Directions for this task: Copy the following items word for word, starting with the line that contains "the red ski" and continuing through the line that contains "x=96, y=123".

[Records of point placements]
────────────────────

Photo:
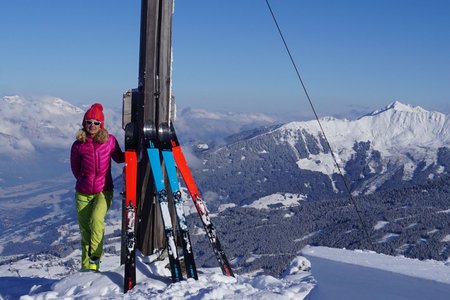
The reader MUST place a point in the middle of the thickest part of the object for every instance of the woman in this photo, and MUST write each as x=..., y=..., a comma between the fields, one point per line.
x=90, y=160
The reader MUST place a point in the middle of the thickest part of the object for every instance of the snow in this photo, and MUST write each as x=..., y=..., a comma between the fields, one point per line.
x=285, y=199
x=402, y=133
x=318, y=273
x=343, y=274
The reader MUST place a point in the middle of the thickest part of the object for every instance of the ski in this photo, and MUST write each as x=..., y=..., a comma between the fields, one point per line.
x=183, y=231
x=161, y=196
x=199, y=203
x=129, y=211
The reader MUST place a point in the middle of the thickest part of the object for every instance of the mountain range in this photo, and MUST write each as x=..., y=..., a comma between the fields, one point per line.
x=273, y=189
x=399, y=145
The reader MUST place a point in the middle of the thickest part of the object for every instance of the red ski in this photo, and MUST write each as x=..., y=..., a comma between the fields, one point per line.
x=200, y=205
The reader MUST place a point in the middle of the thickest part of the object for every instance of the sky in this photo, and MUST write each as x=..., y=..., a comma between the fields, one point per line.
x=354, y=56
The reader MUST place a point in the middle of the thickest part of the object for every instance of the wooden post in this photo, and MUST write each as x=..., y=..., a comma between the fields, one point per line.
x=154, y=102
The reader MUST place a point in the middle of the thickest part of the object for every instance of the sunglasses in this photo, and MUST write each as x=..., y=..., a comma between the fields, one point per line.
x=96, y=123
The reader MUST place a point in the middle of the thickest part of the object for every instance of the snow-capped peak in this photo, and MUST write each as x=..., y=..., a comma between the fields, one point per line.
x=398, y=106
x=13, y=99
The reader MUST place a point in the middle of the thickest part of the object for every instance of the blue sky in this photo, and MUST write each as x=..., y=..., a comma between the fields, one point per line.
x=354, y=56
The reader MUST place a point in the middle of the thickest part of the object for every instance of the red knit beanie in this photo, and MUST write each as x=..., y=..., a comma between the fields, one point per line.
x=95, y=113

────────────────────

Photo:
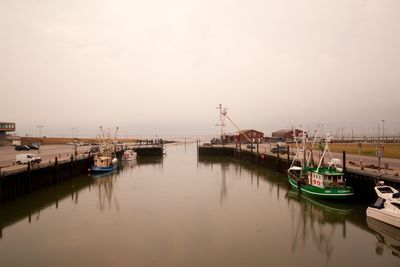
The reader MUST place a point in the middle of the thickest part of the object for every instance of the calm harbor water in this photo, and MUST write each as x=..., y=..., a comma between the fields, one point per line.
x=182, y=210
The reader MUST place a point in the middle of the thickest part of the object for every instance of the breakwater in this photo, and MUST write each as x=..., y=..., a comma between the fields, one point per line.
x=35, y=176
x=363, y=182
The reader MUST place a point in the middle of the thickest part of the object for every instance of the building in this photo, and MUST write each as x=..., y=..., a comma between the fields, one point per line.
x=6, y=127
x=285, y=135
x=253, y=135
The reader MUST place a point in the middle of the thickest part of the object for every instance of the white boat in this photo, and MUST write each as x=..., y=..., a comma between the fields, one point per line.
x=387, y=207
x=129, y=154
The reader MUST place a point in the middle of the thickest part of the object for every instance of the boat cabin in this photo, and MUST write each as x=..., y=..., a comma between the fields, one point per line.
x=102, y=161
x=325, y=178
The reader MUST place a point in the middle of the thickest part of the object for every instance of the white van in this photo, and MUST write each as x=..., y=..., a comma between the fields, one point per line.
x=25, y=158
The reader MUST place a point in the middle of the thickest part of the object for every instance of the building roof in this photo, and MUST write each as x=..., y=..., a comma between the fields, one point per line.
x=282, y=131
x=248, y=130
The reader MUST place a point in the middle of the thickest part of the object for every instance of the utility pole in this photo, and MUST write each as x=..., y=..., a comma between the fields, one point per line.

────────────────────

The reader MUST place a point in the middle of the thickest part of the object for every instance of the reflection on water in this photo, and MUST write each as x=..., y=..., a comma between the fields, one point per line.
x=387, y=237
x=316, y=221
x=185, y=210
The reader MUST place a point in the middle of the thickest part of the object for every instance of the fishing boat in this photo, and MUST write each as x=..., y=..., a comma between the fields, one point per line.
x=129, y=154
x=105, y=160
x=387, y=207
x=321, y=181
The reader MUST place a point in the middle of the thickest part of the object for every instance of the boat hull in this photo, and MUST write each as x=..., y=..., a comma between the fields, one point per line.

────────────────────

Reply to the exercise:
The reader MUST place a point in the middle of the thickest part of the object for every instance of the red ski in this photo, and MUST write each as x=..., y=..., a comma between the fields, one point per line.
x=200, y=205
The reader MUST place a point in the middle of the thickest part of the object for every instance of the sky in this photo, and MUST write each as x=..., y=..., a comma between the fields, one point per line.
x=354, y=56
The reader MUST place a point in the middle of the thickest part of the object for every instance of the wooden post in this photo, and MUST write each as x=..., y=..., a comma between the fields, one point per line.
x=154, y=102
The reader MUST place a point in the middle of the thickest part of the object for every instance of the sunglasses in this photo, and MUST write each as x=..., y=..., a comma between the fields, one point per line.
x=96, y=123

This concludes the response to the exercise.